- _DIRECTIONS_: Take the line that has "point: glasses on" in it and every line after it to the end of the entries, and reproduce them exactly.

- _RECORDS FOR THIS TASK_:
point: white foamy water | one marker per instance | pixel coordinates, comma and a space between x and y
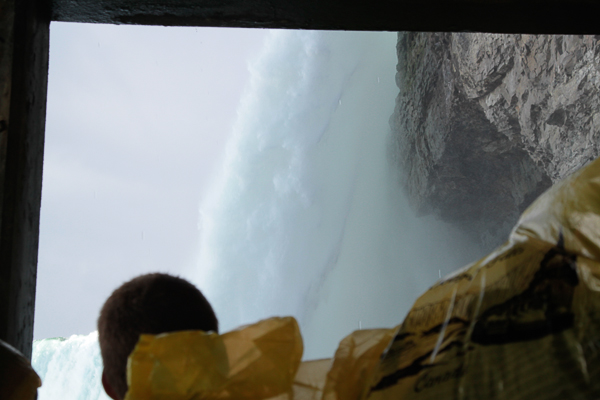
307, 218
70, 368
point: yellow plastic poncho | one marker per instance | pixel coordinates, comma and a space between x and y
521, 323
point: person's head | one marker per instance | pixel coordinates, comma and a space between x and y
152, 303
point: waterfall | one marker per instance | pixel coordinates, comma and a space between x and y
307, 218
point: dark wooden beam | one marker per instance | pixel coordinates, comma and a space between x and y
496, 16
24, 42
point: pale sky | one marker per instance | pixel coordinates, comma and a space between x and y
137, 121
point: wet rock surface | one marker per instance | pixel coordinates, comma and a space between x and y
485, 123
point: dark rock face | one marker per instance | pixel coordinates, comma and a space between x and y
485, 123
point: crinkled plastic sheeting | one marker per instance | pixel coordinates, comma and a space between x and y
521, 323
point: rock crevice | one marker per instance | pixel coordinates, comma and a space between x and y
485, 123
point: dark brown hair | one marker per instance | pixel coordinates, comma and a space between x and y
153, 303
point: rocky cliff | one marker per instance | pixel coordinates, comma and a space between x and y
484, 123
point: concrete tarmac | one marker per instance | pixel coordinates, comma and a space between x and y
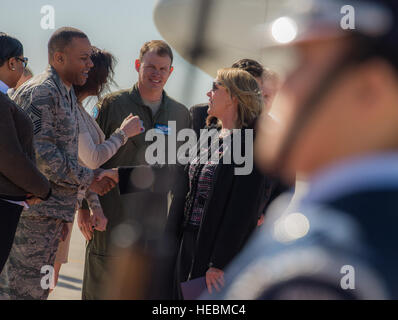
70, 280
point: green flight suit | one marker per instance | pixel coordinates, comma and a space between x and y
113, 110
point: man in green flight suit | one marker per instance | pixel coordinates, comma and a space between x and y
149, 101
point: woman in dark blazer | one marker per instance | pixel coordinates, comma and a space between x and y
21, 184
214, 209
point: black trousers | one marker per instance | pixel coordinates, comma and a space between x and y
9, 217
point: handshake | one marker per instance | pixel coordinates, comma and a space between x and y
104, 181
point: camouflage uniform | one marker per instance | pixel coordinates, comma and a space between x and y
53, 113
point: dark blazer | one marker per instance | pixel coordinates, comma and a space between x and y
230, 218
18, 172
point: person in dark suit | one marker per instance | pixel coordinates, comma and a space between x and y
339, 241
21, 183
268, 82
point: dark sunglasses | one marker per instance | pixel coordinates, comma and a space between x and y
24, 61
215, 84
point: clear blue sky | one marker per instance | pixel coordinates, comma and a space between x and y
119, 26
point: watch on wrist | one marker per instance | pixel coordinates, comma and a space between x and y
124, 135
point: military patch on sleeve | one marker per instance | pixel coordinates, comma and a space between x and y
35, 115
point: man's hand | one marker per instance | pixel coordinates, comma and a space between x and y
84, 223
102, 186
214, 277
110, 173
32, 200
98, 219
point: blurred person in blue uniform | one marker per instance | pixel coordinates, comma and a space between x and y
340, 132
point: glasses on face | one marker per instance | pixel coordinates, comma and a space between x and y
215, 85
23, 60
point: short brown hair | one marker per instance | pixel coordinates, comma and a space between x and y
252, 66
244, 87
160, 47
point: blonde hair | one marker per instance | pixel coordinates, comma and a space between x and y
242, 85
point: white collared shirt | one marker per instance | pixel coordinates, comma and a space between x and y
375, 171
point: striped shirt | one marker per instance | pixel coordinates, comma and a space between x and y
205, 181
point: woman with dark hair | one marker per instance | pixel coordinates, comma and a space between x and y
94, 150
214, 210
21, 183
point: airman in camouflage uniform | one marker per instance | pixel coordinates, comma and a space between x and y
53, 113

- _CORRECT OUTPUT_:
point: glasses on face | one marker per instance | pixel coordinates, comma and a space between x and y
215, 85
23, 60
point: short brown hair | one marker per instance | pixel coordinates, comma and a space between x and y
252, 66
244, 87
160, 47
point: blonde hair | one marker per instance | pixel coordinates, comma and a space between x and y
242, 85
point: white collared shirt | one marker per instance | pixel coordinates, comma and a space between x and y
375, 171
point: striped shirt | one marker per instance | pixel coordinates, comma and a space between x and y
205, 181
point: woman with dark hair | one marker per instance | pixel coordinates, comma and a space between x and y
94, 150
214, 210
21, 183
point: airman in camouflage uniform | one marker per instance | pixel coordinates, comma and a space between x and y
53, 113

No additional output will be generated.